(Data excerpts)
>>>
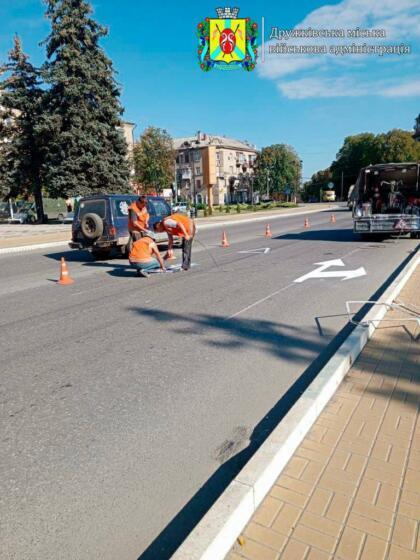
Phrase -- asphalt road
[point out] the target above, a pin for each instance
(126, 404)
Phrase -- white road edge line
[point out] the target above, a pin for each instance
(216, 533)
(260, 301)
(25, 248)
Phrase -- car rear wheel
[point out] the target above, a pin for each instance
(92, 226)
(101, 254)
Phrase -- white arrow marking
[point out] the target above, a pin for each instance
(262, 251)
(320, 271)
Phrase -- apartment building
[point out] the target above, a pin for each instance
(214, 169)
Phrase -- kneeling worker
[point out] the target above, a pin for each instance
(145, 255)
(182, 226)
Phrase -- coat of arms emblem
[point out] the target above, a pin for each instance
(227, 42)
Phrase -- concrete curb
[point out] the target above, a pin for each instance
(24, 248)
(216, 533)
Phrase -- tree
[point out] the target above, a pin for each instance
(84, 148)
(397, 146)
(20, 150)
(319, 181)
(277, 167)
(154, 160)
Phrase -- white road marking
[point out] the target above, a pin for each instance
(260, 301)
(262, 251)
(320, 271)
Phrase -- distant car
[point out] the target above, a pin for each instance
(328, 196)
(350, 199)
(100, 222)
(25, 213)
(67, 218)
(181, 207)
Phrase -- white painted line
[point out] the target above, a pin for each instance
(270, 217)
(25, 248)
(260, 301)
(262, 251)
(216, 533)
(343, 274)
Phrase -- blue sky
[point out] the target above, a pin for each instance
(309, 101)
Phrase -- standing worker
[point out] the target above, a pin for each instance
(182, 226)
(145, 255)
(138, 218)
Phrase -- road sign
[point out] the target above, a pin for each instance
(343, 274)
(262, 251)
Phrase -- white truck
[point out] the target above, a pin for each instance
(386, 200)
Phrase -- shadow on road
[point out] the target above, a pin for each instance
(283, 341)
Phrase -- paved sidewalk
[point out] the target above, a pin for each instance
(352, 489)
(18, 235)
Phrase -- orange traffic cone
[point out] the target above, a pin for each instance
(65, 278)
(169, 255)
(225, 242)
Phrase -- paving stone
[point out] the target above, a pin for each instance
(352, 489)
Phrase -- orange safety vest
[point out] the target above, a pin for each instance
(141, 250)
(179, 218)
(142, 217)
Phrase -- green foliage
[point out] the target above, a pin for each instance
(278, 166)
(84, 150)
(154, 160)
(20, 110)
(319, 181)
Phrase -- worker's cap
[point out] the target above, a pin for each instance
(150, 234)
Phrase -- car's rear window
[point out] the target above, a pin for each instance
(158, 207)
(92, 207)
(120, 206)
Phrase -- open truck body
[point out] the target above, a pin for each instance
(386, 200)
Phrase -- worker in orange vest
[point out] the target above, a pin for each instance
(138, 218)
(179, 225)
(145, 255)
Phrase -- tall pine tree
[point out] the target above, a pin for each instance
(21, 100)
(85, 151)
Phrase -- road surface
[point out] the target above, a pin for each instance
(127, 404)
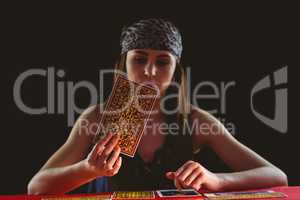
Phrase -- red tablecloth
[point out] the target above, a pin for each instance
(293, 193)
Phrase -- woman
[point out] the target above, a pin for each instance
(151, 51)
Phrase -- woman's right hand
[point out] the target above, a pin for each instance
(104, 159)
<<<
Work item: Copy the entries above exactly, but only from the line holding "Phrase -- apartment building" through the line holding "Phrase -- distant car", both included.

Task response:
Phrase -- apartment building
[point out] the target above, a pin for each instance
(214, 169)
Phrase -- kneeling worker
[point out] the target above, a pin for each instance
(145, 255)
(182, 226)
Phrase -- coat of arms emblem
[point out] the target above, a pin for each instance
(227, 42)
Phrase -- concrete curb
[point out] the target above, a pin for each instance
(24, 248)
(216, 533)
Phrase -- tree
[point out] the target above, a pin for each instance
(84, 148)
(397, 146)
(20, 150)
(319, 181)
(277, 167)
(154, 160)
Phrase -- white road marking
[point out] the target above, a pin for each instance
(260, 301)
(262, 251)
(320, 271)
Phrase -- distant car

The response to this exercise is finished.